(Items listed in a dataset)
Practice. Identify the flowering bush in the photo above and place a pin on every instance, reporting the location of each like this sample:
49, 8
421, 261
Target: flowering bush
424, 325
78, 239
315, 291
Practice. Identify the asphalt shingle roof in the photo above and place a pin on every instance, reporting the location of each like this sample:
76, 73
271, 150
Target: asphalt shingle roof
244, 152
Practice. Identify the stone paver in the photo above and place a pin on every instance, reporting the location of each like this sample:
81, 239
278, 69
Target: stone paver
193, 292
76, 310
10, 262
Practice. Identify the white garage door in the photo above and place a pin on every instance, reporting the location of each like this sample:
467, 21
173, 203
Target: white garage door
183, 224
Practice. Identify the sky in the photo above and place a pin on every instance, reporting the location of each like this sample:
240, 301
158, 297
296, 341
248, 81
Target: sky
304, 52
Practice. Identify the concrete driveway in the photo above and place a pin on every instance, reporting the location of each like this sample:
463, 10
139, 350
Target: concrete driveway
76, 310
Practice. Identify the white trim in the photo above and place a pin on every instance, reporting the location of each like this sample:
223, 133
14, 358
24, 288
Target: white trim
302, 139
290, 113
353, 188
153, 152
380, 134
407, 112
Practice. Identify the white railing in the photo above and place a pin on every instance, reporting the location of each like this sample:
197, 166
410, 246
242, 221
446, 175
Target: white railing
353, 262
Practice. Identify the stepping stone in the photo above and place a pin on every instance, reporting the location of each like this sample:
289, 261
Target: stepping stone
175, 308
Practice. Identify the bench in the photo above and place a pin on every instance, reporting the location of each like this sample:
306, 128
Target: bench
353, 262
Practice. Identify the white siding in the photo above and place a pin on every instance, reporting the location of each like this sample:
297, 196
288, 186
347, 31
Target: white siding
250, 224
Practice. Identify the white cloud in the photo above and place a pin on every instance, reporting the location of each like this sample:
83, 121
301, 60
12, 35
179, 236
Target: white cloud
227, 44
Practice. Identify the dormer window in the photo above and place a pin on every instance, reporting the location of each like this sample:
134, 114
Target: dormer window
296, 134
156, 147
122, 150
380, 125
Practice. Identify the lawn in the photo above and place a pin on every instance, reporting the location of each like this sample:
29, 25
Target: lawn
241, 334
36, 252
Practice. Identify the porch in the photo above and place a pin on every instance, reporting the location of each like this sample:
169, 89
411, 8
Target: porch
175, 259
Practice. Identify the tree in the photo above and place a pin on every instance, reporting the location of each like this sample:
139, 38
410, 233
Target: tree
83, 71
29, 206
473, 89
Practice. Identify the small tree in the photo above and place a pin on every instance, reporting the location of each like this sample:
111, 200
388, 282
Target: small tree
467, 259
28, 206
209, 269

SET EXERCISE:
Reproduce the listing above word for word.

THE COMPLETED TASK:
Practice. Identify the flowering bush in the photo above and place a pin on every instance, reporting the location of each like this sample:
49, 8
421, 261
Target: flowering bush
424, 325
78, 239
315, 291
Practice. Identify the asphalt shingle roof in the photo above and place a pin on every instance, reporting the location of each like this sample:
76, 73
271, 150
Target: asphalt shingle roof
244, 152
Practice. Identify the stone paver in the photo above and place a pin on every instance, reporting the location of each like this sample:
81, 239
278, 69
Target: stone paver
193, 292
76, 310
10, 262
Practice. Identify the white garage door in the photo above and place a pin on every instance, reporting the location of each like this sample:
467, 21
173, 203
Target: white garage door
183, 224
Practice. Identify the sky in the photo above and place a pin on every instance, reporting the location of each like this sample:
240, 301
158, 297
296, 341
248, 81
Target: sky
304, 52
Practice. Identify the concrete driveway in the photo above and place a pin on every instance, reporting the location of each like this sample:
463, 10
139, 350
Target: concrete driveway
76, 310
Practice. Identify the white trim in the photo above and place a pin on every instance, reporting the location of each like this sample:
223, 133
14, 358
24, 288
Target: white trim
302, 139
290, 113
353, 188
153, 152
380, 134
407, 112
Practice. Identify the white railing in the photo above and place a pin on every instance, reporting the location of each like this sample:
197, 166
410, 246
242, 221
446, 175
Target: white railing
353, 262
Practice. Identify the stepping stone in the photo above and place a pin on every instance, reporting the location of each like this sample:
289, 261
Target: stepping stone
175, 308
Practice. Identify the bench in the photo above and place a pin on every instance, reporting the location of each like this sample:
306, 128
Target: bench
353, 262
Practice. Identify the white siding in the photo above and place a pin on every instance, reporting the location of each like this sample:
297, 196
288, 186
347, 31
Target: white siding
250, 224
Practice. Identify the white cloud in the photo above and place a pin on every instance, reporting the location of each like this sample:
83, 121
301, 60
12, 35
179, 236
Target: white cloud
227, 44
Practice. Identify the dormer window in the photo above and place a pin on every instance, reporting the location of each like this sample:
134, 114
Target: dormer window
296, 134
156, 147
122, 150
380, 125
Practice. Identify the lawn in the photo above and place a pin on every instance, reporting the location of each like this sample:
29, 25
Target: lawn
241, 334
36, 252
Practice. Identify the porch in the photo above and place a pin on every instance, reporting the location of each like this sample:
169, 89
411, 8
Target: porch
175, 259
Practice. Identify the tree in the photo above and place a pin on every instance, reporting the location of each like this sample:
139, 38
410, 233
Target: tree
83, 71
29, 206
473, 89
Practice. Identify the small tree in the photo above and place a pin on every instance, reporting the location of each like this sample:
111, 200
388, 282
Target: small tree
467, 259
28, 206
209, 269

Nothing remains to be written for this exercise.